<<<<
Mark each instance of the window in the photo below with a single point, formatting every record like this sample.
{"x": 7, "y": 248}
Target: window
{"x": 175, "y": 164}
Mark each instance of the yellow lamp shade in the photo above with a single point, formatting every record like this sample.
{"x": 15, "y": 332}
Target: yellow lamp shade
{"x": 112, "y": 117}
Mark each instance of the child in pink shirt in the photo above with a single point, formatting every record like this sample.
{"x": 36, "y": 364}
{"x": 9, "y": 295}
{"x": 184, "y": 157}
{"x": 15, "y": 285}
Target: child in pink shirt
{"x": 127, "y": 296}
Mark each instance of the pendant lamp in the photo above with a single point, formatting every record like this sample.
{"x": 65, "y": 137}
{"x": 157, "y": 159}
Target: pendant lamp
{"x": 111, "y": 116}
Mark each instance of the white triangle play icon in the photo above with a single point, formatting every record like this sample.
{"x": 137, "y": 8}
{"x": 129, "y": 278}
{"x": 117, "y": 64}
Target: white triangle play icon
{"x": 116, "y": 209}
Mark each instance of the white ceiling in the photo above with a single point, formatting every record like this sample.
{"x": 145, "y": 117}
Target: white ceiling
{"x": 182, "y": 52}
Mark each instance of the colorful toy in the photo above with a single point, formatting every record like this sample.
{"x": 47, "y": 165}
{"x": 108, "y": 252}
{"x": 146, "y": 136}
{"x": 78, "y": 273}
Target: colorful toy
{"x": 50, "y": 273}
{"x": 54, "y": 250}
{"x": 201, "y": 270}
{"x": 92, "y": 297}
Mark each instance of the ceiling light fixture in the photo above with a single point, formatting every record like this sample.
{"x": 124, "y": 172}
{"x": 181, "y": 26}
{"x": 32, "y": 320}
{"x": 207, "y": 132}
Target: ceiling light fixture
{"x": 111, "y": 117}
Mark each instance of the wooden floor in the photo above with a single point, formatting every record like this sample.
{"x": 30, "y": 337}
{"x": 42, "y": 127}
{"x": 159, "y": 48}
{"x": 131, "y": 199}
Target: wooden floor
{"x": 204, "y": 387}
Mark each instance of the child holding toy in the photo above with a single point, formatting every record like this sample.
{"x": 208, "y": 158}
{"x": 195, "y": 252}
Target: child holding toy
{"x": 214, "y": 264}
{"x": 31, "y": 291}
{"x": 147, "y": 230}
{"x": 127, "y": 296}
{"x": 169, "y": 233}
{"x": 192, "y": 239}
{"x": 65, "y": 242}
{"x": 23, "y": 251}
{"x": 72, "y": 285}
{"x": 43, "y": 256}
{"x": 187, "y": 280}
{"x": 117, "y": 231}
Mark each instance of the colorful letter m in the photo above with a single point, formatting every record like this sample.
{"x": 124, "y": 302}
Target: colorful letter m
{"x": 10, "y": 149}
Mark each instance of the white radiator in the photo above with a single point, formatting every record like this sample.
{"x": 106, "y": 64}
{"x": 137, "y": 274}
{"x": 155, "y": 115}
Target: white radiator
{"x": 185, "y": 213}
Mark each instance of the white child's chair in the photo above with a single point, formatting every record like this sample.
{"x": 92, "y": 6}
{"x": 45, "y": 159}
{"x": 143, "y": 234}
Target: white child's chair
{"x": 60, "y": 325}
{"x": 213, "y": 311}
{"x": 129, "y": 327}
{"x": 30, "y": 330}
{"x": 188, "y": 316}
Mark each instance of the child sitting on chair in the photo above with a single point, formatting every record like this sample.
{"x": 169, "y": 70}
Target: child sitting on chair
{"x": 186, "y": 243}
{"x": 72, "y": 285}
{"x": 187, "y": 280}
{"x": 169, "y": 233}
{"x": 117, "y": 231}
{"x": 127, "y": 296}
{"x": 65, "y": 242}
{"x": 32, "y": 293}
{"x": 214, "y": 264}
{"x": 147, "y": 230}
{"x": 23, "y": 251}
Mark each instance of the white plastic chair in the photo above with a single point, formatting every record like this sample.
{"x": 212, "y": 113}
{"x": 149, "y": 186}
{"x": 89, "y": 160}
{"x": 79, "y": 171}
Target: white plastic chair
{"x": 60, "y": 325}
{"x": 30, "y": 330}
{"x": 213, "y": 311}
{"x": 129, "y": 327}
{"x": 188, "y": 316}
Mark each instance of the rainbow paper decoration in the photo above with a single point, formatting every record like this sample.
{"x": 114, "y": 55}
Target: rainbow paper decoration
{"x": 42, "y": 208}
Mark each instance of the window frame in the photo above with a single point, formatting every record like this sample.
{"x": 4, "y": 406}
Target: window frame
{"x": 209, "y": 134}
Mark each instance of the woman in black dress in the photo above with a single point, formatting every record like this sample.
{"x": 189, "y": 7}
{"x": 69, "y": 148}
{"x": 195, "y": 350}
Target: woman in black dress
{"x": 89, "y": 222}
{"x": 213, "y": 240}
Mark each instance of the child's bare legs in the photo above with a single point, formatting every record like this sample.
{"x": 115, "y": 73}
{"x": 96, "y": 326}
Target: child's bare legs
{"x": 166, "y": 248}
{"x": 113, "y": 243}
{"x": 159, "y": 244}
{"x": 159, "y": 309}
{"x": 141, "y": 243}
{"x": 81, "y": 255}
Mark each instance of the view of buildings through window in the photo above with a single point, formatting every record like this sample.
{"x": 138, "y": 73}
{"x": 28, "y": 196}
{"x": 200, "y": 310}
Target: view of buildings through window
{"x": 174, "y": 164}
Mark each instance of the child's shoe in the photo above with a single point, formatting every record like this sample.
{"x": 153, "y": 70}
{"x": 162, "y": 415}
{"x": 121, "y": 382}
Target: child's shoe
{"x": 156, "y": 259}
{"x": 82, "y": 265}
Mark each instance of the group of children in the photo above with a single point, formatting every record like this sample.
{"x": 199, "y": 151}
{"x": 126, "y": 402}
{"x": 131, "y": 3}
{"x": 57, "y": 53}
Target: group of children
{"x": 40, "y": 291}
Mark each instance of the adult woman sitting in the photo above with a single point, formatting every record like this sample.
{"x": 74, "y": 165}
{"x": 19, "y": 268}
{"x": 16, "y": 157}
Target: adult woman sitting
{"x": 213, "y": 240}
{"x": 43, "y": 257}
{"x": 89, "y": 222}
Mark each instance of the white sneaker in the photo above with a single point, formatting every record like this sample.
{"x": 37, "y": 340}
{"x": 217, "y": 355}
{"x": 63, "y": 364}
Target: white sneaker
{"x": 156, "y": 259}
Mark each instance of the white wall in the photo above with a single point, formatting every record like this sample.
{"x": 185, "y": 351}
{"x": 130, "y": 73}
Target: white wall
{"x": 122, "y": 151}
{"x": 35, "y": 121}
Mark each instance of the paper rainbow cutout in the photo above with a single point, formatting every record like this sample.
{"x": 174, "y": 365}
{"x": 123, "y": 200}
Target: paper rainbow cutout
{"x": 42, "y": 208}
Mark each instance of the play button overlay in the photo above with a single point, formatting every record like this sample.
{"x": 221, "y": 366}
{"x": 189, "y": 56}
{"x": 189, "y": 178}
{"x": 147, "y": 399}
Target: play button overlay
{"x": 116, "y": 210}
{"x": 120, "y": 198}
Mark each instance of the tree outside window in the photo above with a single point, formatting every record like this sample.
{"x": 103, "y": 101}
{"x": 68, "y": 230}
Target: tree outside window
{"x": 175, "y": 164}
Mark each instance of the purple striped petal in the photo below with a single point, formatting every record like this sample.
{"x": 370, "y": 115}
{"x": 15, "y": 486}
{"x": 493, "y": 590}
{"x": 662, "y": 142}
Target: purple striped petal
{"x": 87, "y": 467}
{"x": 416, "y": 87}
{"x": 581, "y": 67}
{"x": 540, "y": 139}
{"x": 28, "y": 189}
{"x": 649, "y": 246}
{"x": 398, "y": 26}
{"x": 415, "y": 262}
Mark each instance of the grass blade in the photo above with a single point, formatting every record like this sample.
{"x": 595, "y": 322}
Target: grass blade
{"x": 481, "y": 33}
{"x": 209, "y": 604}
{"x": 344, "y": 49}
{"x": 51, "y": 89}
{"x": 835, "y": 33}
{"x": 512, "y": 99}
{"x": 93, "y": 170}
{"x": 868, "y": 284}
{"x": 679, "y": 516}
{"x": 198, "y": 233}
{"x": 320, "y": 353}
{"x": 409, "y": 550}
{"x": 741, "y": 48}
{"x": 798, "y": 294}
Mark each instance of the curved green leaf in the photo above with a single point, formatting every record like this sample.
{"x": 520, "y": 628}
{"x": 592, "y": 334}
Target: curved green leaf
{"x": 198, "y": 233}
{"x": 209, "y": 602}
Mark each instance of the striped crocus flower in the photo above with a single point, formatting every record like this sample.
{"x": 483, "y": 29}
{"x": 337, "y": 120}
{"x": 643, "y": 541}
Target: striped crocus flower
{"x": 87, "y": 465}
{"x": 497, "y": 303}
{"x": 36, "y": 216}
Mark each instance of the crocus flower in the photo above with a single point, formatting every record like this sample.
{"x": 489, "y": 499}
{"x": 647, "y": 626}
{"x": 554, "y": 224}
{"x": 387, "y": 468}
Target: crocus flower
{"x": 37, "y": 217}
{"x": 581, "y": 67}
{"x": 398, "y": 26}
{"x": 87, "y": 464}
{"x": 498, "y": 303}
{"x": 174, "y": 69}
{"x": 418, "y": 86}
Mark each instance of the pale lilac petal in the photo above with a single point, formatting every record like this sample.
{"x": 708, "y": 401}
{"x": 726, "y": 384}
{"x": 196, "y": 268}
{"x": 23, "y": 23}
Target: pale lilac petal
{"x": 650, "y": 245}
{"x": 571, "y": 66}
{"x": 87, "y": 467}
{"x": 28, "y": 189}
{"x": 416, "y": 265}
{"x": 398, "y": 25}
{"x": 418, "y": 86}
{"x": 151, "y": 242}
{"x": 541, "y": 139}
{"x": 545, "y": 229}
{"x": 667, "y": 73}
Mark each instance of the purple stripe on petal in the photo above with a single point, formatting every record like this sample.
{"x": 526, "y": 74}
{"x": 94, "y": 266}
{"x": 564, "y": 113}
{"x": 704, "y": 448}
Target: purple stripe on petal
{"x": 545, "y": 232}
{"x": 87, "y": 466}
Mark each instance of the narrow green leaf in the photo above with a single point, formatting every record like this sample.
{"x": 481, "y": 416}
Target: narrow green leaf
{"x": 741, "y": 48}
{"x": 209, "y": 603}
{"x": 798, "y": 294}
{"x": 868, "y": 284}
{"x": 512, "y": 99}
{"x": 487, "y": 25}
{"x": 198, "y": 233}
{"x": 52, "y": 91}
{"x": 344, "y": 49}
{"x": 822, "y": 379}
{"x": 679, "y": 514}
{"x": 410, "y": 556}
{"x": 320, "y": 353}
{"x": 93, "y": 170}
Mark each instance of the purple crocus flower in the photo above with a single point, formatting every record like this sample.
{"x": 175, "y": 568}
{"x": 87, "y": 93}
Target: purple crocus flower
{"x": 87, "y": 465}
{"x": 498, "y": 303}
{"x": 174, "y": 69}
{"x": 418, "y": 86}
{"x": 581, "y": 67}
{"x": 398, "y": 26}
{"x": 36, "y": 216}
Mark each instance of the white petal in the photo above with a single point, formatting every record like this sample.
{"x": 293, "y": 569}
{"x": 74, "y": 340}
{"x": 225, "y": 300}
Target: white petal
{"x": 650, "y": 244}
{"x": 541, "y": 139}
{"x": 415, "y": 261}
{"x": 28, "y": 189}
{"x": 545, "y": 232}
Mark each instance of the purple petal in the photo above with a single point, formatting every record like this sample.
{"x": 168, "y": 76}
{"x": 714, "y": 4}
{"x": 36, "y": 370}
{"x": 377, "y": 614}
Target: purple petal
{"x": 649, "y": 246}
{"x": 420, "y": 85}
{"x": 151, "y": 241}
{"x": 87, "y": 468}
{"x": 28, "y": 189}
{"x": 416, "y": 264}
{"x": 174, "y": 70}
>>>>
* WHAT THE EXERCISE ASKS:
Whenever a line of the material holds the word "below", copy it out.

* TASK RESPONSE:
Mark each instance of the window in the photo below with a single point, formatting every record like this sample.
Mark each instance of the purple striped petal in the photo below with a single point, formatting every record like this sample.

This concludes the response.